**Quoted passage**
---

But sometimes the identity of a study's sponsors can shed some light on the question of credibility. Do the people paying for the study have pre-existing positions? Or a financial stake in the eventual outcome? Too often, so-called independent studies merely justify the positions of the people writing the checks.
In this case, each study's findings supports the interests of the sponsors. The anti-nuclear group Physicians for Social Responsibility paid for the study that argues for shutting down the reactor.
The group wants to close the Columbia Generating Station for safety reasons. The economic study expands its arsenal in the war it is waging against nuclear power.
The other study, which found significant savings from continued operations, was paid for by Energy Northwest, the reactor's operator.
Deciding which study is less credible based solely on which one best supports the interests of its sponsor doesn't help much in this case. It's a wash.
Another way to gauge credibility is to consider the reputations of the experts conducting the study, but that isn't a helpful approach in this case.

---

**What you need to do**
**A)** In the passage on the reactor studies, which group paid for the study that argues for shutting down the reactor?
**B)** Swap "wash" for "draw" in the passage on the reactor studies, and write out the part starting with "In this case, each" and going on through "approach in this case.".
This listing has no connection to the passage on the reactor studies.

Photo object pointing listing
---

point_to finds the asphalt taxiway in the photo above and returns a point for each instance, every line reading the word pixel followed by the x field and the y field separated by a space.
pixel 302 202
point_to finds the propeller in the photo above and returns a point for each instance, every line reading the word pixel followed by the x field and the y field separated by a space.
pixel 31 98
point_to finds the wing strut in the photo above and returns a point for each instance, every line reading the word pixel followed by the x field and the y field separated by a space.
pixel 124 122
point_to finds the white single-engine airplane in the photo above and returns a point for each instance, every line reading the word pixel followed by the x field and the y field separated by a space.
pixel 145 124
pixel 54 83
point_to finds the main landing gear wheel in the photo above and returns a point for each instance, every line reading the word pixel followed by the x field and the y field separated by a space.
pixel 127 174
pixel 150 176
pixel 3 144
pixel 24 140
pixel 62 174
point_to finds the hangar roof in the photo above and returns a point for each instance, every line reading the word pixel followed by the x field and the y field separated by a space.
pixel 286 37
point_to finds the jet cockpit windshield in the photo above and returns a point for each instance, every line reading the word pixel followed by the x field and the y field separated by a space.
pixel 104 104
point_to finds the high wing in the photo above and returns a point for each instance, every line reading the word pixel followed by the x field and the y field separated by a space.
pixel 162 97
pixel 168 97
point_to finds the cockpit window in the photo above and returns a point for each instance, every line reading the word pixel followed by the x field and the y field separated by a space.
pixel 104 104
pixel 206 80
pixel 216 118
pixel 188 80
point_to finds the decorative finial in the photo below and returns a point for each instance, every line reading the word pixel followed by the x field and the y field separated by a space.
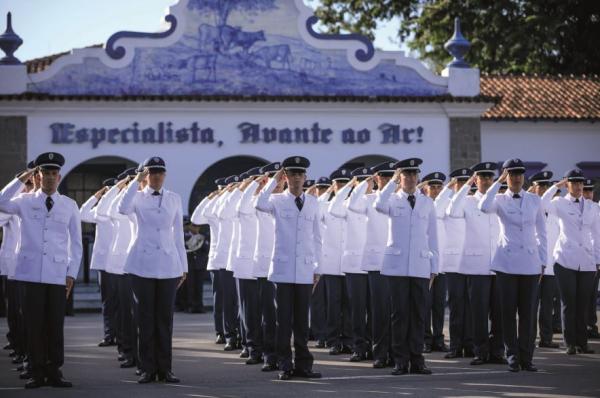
pixel 457 46
pixel 9 43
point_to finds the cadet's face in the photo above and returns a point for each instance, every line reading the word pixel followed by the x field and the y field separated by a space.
pixel 408 180
pixel 156 179
pixel 575 188
pixel 484 182
pixel 433 190
pixel 515 181
pixel 49 180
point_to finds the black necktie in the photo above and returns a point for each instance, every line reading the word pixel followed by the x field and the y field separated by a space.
pixel 49 203
pixel 299 203
pixel 412 200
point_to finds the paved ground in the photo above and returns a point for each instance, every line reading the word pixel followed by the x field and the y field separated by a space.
pixel 207 371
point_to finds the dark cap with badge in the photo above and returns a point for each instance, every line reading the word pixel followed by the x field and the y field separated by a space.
pixel 575 175
pixel 155 164
pixel 463 173
pixel 514 166
pixel 323 182
pixel 361 172
pixel 435 178
pixel 384 169
pixel 410 164
pixel 541 178
pixel 341 175
pixel 271 168
pixel 50 161
pixel 296 163
pixel 485 169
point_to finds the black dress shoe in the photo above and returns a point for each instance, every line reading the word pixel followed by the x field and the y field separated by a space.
pixel 146 378
pixel 35 383
pixel 59 382
pixel 478 361
pixel 25 375
pixel 285 375
pixel 106 343
pixel 529 367
pixel 168 377
pixel 548 344
pixel 400 370
pixel 440 347
pixel 269 367
pixel 253 360
pixel 230 346
pixel 306 373
pixel 498 360
pixel 453 354
pixel 584 350
pixel 130 363
pixel 420 370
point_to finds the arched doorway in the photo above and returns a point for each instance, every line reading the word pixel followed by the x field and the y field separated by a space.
pixel 205 184
pixel 81 183
pixel 366 161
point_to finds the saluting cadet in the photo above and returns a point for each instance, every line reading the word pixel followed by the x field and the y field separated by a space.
pixel 157 264
pixel 204 214
pixel 410 263
pixel 357 282
pixel 125 227
pixel 47 264
pixel 243 263
pixel 330 268
pixel 362 201
pixel 265 238
pixel 519 260
pixel 461 324
pixel 318 308
pixel 100 254
pixel 297 248
pixel 434 340
pixel 576 256
pixel 592 319
pixel 548 290
pixel 480 244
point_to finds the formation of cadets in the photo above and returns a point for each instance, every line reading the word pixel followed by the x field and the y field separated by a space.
pixel 362 262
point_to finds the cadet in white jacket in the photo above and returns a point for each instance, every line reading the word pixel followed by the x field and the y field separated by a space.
pixel 479 249
pixel 338 326
pixel 297 248
pixel 357 282
pixel 362 201
pixel 576 256
pixel 48 262
pixel 519 260
pixel 410 263
pixel 548 291
pixel 433 187
pixel 157 263
pixel 100 255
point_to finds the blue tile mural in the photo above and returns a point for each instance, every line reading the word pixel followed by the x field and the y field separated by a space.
pixel 237 47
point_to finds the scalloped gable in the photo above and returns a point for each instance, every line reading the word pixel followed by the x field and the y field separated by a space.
pixel 238 47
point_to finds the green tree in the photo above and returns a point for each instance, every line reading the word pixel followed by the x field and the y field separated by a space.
pixel 507 36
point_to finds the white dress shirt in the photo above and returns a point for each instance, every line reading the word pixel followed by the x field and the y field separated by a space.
pixel 50 244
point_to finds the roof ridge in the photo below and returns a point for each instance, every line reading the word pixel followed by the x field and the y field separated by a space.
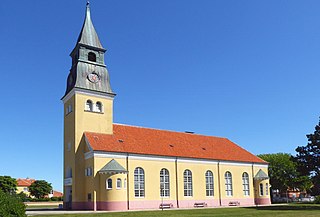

---

**Full answers**
**A)** Physicians for Social Responsibility paid for it.

**B)**
In this case, each study's findings supports the interests of the sponsors. The anti-nuclear group Physicians for Social Responsibility paid for the study that argues for shutting down the reactor.
The group wants to close the Columbia Generating Station for safety reasons. The economic study expands its arsenal in the war it is waging against nuclear power.
The other study, which found significant savings from continued operations, was paid for by Energy Northwest, the reactor's operator.
Deciding which study is less credible based solely on which one best supports the interests of its sponsor doesn't help much in this case. It's a draw.
Another way to gauge credibility is to consider the reputations of the experts conducting the study, but that isn't a helpful approach in this case.